EXERCISE PASSAGE
There are no doubt sins to be avoided in old sculpture. The ancients, though conscientious, were not impeccable. The Venus de Medici with fingers too taper to admit of an internal bone, may be our precedent for shapeless extremities: her tortoise-like cranium may excuse a similar modern blot. Still we know that her hands and head are not Greek. Many a mediaeval Madonna is frameless beneath her massy folds, and great liberties have been taken with her muscles. Raphael himself was partial to a leg bending inward at the knee, and outward at the ankle as (I believe) no leg, not even an acrobat's, can humanly bend. But we will not emulate the sins, only the virtues, of dead genius; and it would cost trade capitalists very little extra to get a good design from a Royal Academician and reproduce it frequently; Marochetti with all his faults was surely superior to the common English designer.

One of the merits of David, in the time of the Empire, was to check that inane style of modelling which during the decadence of taste under Louis XV. had begun to be tolerated, and to encourage something more robust and interesting. I have seen a scythed 'Time' surmounting an old brazen clock, whose limbs showed the discriminating pressure of instructed finger and thumb upon the yielding clay, the torso well understood, the head well-set, the limbs nervous, decided, and full of life; yet the design was rough, there were no signs of mean and niggling finish, which like a specious edifice built on faulty foundations betrays the want of knowledge and integrity beneath.

The Phaetonic horses of the same period, though drawn servilely from classic types, were strong, muscular, equine - there was some modelling in them. The modern clock or centrepiece has a horse like a sausage, a rider that does not fit his back, or a nymph cast flat on one side and soldered on in relief, so that the first glance confuses the eye with parts round and parts flat.

The abominations found in pieces of the utmost costliness and labour have no excuse. Our museums, our schools of art, our Botanic and Zoological Gardens, and books of incredible worth and cheapness, await a visit, a glance from our designers - but glance they will not, in the mental congestion of their dense ignorance and self-satisfaction; and the public ought to insist upon something better for their money.

INFORMATION
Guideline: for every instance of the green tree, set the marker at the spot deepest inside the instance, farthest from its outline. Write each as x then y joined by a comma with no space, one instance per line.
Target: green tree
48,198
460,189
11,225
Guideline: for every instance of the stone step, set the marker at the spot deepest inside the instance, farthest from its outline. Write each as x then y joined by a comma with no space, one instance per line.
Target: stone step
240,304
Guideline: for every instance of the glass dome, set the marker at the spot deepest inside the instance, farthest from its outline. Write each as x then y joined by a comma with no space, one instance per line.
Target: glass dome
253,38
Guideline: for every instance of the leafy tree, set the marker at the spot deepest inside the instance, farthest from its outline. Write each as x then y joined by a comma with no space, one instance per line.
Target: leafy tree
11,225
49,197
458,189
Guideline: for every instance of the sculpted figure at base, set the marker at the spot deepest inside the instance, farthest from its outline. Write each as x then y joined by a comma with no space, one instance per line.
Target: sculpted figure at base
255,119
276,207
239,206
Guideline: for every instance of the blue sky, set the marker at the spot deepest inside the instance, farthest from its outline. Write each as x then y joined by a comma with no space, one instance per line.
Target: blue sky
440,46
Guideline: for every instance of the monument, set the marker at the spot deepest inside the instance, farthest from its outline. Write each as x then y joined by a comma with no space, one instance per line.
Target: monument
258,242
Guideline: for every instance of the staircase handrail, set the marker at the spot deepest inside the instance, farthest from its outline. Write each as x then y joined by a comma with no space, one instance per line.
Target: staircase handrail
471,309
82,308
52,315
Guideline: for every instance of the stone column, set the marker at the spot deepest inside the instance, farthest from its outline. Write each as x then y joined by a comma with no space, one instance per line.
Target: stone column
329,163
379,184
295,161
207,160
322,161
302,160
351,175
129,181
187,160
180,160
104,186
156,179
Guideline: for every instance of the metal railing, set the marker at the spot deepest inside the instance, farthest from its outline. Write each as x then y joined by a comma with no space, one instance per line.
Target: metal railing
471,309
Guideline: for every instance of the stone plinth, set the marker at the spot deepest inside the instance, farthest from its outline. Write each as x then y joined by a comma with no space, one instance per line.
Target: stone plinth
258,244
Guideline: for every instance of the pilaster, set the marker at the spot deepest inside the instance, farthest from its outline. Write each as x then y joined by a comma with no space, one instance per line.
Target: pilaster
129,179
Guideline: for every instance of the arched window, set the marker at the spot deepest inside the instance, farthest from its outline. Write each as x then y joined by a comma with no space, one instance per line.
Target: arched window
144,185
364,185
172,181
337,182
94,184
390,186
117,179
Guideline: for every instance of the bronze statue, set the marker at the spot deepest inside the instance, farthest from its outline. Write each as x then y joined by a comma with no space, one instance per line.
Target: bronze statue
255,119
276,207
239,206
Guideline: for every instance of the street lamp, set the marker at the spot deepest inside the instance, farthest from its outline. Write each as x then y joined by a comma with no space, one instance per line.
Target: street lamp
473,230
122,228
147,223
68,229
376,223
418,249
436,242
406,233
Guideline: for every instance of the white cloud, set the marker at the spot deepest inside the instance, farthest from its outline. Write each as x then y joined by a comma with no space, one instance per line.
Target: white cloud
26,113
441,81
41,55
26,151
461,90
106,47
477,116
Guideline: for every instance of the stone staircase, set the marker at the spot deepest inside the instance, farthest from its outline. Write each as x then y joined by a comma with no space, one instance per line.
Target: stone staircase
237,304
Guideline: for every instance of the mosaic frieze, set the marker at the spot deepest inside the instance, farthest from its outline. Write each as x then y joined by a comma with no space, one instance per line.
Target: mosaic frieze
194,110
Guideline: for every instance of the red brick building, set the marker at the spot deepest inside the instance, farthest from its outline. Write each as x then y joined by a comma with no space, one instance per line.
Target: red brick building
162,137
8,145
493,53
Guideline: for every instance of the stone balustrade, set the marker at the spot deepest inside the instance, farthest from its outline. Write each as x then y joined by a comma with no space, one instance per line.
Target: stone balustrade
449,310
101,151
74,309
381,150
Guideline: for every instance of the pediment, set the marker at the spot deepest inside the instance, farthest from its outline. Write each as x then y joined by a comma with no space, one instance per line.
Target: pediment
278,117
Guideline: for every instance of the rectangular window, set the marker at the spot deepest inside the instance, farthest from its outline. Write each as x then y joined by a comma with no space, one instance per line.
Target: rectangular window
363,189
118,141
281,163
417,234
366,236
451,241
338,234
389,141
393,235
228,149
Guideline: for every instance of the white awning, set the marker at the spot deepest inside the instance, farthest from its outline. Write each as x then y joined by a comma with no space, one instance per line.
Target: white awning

PARTS OF THE EXERCISE
[a] In the passage on decorative sculpture, which parts of the Venus de Medici does the writer say are not Greek?
[b] Carry the passage on decorative sculpture forward from its final sentence.
You will not need the listing for any of this.

RESPONSES IN ORDER
[a] Her hands and head.

[b]
What I said about the purchaser educating the workman to make good furniture holds doubly true in this higher department of design: for the material is more precious, and the cost is proportionately greater. I exhort the public to buy antiques, and not modern plate - for the education of their own eye, so that they may see the difference between them, and may have definite ground to go upon in criticising modern work, and be independent of the salesman's salaried 'opinion.'

It is too melancholy for those who know something about old plate to sit all dinner-time opposite some horrible Presentation piece, only fit for the smelting-pot, whither may the burglar soon despatch it! watching the bad soldering, the coarse castings of rocks and goddesses, the industrious frosting which strives to divert the eye from ill-modelled and balanced figures, with limbs of unequal length, extremities of unequal size.

Where are the neat finish, the well-hammered surfaces, the careful graving, the delicate repousses patterns which make old plate, however plain, full of interest? The plate of early Georgian times, simple as the patterns often were, ugly sometimes, compares with Victorian illimitably to the latter's disadvantage. The genuine old plate of Stuart times, far rarer, and far more beautiful, shouts our reproof still loudlier. Who can forget the lovely dish and ewer of Renascence work, and that still older and finer Tudor cup, belonging to St. John's College, Cambridge? Who can forget that Briot, Luca Delia Robbia, Benvenuto Cellini, Andrea del Verrocchio, Leonardo da Vinci, Pollajuolo, Ghirlandajo, and La Francia - with other names as great - were at one time working goldsmiths: that Jan van Eyck and Holbein designed continually for plate, if they did not actually hammer it: and that even in England plate used to be deemed so essentially the artist's business, that court-painters were indiscriminately described as 'goldsmith,' 'carver,' 'portrait-painter,' and 'embosser' to royalty, from the thirteenth century to the seventeenth? This we have repeated authority for.